## INSTRUCTION
Repeat the listing exactly as given, omitting every image.

## RECORDS PROVIDED
— START —

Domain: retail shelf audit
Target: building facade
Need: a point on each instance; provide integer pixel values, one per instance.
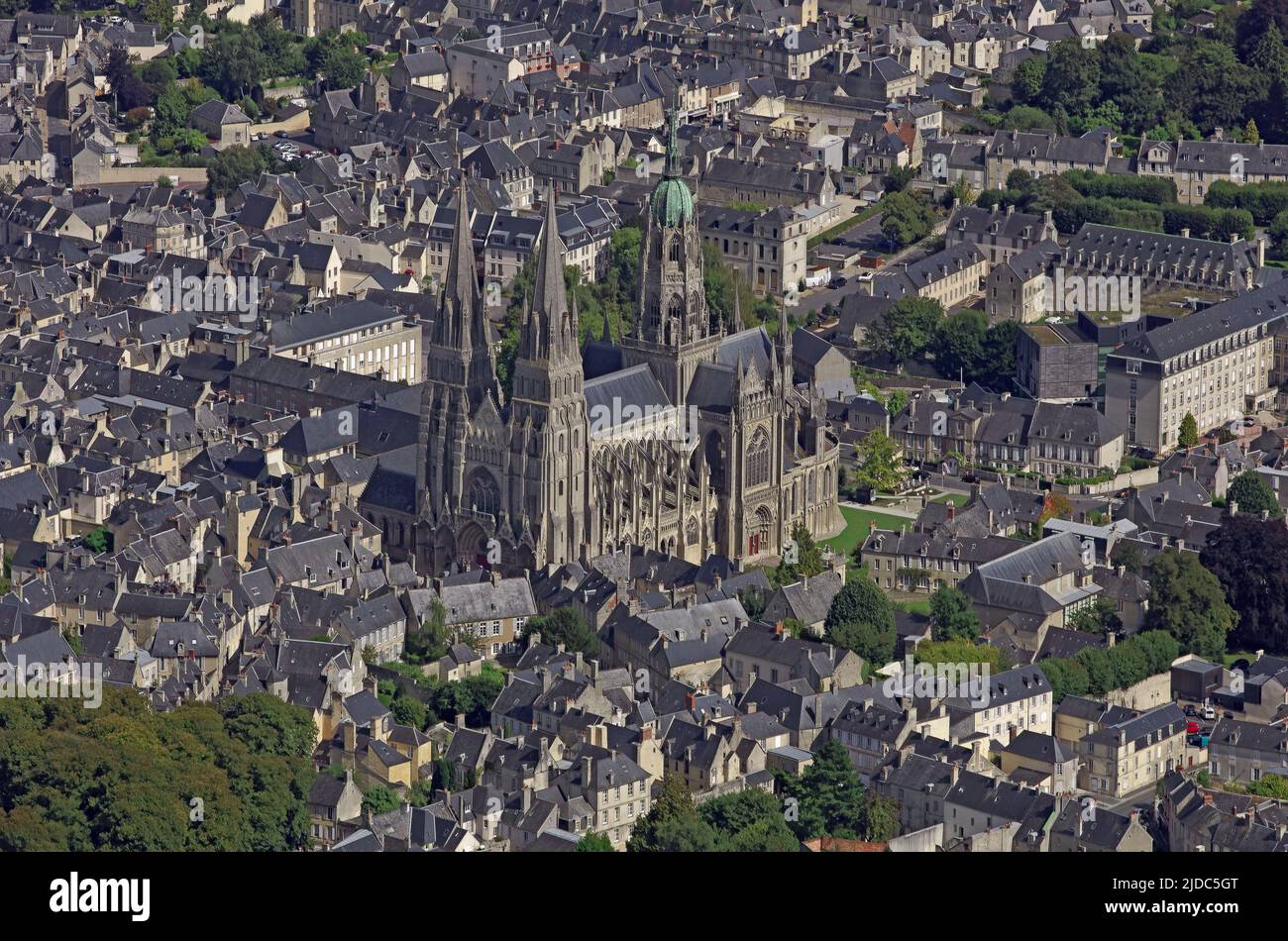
(681, 437)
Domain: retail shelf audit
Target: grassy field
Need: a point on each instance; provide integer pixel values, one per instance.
(857, 527)
(913, 606)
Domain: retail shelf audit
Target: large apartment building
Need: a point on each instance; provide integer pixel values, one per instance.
(767, 248)
(1215, 365)
(1196, 164)
(1134, 753)
(1042, 154)
(359, 336)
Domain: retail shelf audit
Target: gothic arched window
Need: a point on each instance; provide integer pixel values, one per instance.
(484, 495)
(758, 459)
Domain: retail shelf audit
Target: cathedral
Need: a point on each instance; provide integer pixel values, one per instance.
(687, 437)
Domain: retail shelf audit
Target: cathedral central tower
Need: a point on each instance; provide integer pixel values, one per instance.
(673, 329)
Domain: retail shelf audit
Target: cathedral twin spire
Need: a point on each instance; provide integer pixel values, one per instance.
(550, 327)
(463, 321)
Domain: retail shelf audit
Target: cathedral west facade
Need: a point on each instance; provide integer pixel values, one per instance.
(684, 437)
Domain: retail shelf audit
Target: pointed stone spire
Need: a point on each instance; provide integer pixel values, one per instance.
(552, 297)
(674, 158)
(462, 322)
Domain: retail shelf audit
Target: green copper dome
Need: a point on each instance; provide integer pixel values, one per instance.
(671, 202)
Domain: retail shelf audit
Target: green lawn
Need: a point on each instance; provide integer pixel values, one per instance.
(857, 527)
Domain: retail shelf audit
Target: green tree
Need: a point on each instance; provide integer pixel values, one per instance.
(378, 799)
(565, 626)
(344, 68)
(958, 344)
(593, 842)
(907, 218)
(1028, 78)
(1188, 601)
(1250, 492)
(430, 643)
(1072, 77)
(1099, 617)
(827, 799)
(1128, 557)
(1249, 559)
(750, 821)
(952, 615)
(233, 166)
(268, 725)
(1270, 785)
(1067, 678)
(907, 329)
(674, 802)
(98, 540)
(961, 650)
(862, 619)
(881, 468)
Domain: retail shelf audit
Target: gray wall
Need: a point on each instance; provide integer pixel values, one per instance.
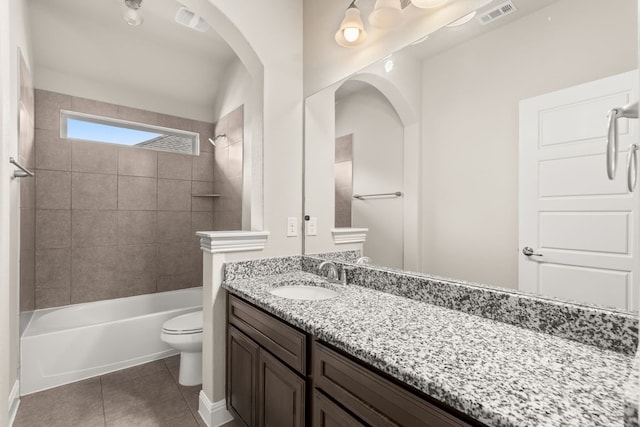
(112, 221)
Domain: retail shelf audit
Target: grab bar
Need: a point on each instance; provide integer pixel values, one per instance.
(23, 172)
(629, 111)
(364, 196)
(632, 167)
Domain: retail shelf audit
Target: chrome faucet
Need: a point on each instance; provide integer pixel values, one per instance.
(334, 274)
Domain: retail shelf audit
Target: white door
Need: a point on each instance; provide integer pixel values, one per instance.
(582, 226)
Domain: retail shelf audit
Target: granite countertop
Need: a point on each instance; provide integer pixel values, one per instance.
(499, 374)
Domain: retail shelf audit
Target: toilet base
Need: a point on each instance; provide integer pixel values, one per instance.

— END —

## REPLY TO THE EXERCISE
Domain: retail shelf audit
Target: building facade
Need: a point on each instance; provide integer pixel values, one per instance.
(681, 437)
Domain: retail shelf audit
Target: grassy field
Need: a point on each instance; provide integer pixel values, one per instance.
(857, 527)
(913, 606)
Domain: retail shelf audit
Target: large apartment building
Need: a point on each instance; provide integer pixel values, one per instance.
(767, 248)
(1215, 365)
(1196, 164)
(1134, 753)
(1042, 154)
(359, 336)
Domain: retail shelf audit
Target: gothic arched window
Need: a point on each instance; provide integer pixel values, one per instance.
(484, 495)
(758, 459)
Domain: retail shelf audit
Target: cathedral
Need: a point on each instance; provide integer pixel values, one per instance.
(687, 437)
Domain: retail shelf audit
Target: cathedral central tower
Need: a point on each instance; provide integer pixel values, one per instance.
(673, 329)
Domain: retail shelf audit
Target: cathedral twin spire
Need: a point on each instance; provide integer pixel values, one per instance.
(550, 327)
(463, 321)
Domain: retail shelf audit
Target: cathedral west facade
Need: a point on each instance; provide integer pixel values, one per instance.
(684, 437)
Domain: retail shelf audit
Target: pointed stone spire
Need: a point on each instance; provide integer pixel values, one per instance.
(552, 297)
(674, 158)
(462, 322)
Domain: retail shelf audit
Target: green copper dome
Need: a point on each instance; provide integer pixel values, one per instance.
(671, 202)
Domain: retail shelf audit
Target: green lawn
Need: a point on each instance; provide integer pixel values, one per instance.
(857, 527)
Domain: retail shelf audit
Target: green tree
Need: a point on each instance; provide integer pixel values, one per instance.
(378, 799)
(565, 626)
(344, 68)
(958, 344)
(593, 842)
(907, 218)
(1028, 78)
(1188, 601)
(1250, 492)
(430, 643)
(1072, 77)
(1099, 617)
(827, 799)
(1128, 557)
(1249, 559)
(750, 821)
(952, 615)
(233, 166)
(268, 725)
(1270, 785)
(1067, 678)
(907, 329)
(674, 802)
(98, 540)
(961, 650)
(862, 619)
(881, 468)
Domain: retail shelf audit
Target: gray wall
Need: a point on each instance; provide integer pixel values, one per instance.
(112, 221)
Domain: retail shelf audit
Target: grab bar
Need: a point on each instance; provide integer pixel values, one per instance.
(23, 172)
(629, 111)
(364, 196)
(632, 167)
Domain: retail shelf audit
Target: chrome faucet
Need: a point on each instance; provide integer pixel values, one per instance.
(334, 274)
Domain: retail shelf audit
Target: white door
Need: a point on each instance; provide integer pixel values, one per instance.
(582, 226)
Domain: retail shelf audit
Target: granite countertop
Need: a point on each instance; provide integer pixel values, one per instance.
(499, 374)
Domain: retail shelf audit
Target: toilet base
Need: a point on each instance; provide integer pixel values, one per instance.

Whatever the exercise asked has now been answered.